═══ Data to process ═══

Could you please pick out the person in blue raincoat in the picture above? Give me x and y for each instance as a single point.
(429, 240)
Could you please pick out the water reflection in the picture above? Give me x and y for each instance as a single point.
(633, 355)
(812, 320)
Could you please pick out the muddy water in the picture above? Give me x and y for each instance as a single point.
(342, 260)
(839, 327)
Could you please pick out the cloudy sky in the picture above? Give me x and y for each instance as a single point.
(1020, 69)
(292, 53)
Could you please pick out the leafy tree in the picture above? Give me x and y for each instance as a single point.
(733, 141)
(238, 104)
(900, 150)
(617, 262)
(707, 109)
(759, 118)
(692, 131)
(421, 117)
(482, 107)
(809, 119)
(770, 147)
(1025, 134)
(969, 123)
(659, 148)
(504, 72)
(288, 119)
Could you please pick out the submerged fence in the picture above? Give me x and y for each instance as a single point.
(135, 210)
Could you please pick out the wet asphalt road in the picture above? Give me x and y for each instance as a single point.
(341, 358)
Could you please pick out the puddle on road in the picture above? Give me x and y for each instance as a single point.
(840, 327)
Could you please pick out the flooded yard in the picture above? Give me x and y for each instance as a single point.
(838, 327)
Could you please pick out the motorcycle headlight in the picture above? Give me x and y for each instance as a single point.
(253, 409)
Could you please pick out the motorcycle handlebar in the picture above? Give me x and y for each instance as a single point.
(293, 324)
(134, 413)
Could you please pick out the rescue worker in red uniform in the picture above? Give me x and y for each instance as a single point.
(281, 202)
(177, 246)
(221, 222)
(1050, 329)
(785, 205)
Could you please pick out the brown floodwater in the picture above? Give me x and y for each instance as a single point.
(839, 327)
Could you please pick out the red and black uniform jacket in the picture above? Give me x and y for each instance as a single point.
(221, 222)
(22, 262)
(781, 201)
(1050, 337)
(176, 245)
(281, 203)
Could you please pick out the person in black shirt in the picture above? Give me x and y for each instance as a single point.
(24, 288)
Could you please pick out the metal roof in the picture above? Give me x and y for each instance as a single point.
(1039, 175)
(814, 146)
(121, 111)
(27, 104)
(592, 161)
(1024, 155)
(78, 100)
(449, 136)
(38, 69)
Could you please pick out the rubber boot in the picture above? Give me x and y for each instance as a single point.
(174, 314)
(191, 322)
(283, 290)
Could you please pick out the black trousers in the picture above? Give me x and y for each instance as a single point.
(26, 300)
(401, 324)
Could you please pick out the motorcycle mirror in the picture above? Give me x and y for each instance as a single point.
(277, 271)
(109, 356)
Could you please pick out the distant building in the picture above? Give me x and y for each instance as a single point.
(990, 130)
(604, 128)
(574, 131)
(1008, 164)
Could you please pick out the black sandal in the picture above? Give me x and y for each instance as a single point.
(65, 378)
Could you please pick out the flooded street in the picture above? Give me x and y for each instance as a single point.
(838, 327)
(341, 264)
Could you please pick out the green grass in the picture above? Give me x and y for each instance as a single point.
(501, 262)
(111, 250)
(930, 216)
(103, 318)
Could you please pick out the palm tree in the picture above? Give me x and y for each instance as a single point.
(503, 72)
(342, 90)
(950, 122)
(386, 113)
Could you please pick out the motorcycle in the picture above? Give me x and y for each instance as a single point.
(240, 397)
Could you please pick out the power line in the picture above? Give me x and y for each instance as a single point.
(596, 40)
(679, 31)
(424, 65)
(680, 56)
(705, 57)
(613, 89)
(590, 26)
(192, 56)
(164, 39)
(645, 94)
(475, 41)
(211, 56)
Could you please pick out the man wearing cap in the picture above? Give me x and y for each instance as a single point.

═══

### Work instruction
Starting with the line that has "Could you please pick out the palm", print each remaining line of the listing exactly.

### Answer below
Could you please pick out the palm tree in the picture above? Give me x and y for each instance as a single point.
(503, 72)
(342, 90)
(950, 122)
(386, 113)
Could you please pick out the motorcycle in the picture above? Give me x and y for each instance as a single point.
(240, 397)
Could you please pick out the power line in the picture above? Give me x and y for each instance as a single point.
(596, 40)
(679, 31)
(424, 65)
(680, 56)
(705, 57)
(613, 89)
(590, 26)
(192, 56)
(164, 39)
(645, 94)
(475, 41)
(211, 56)
Could you please pick out the man wearing cap in the picture above? Give me x and y for each instance as a single point.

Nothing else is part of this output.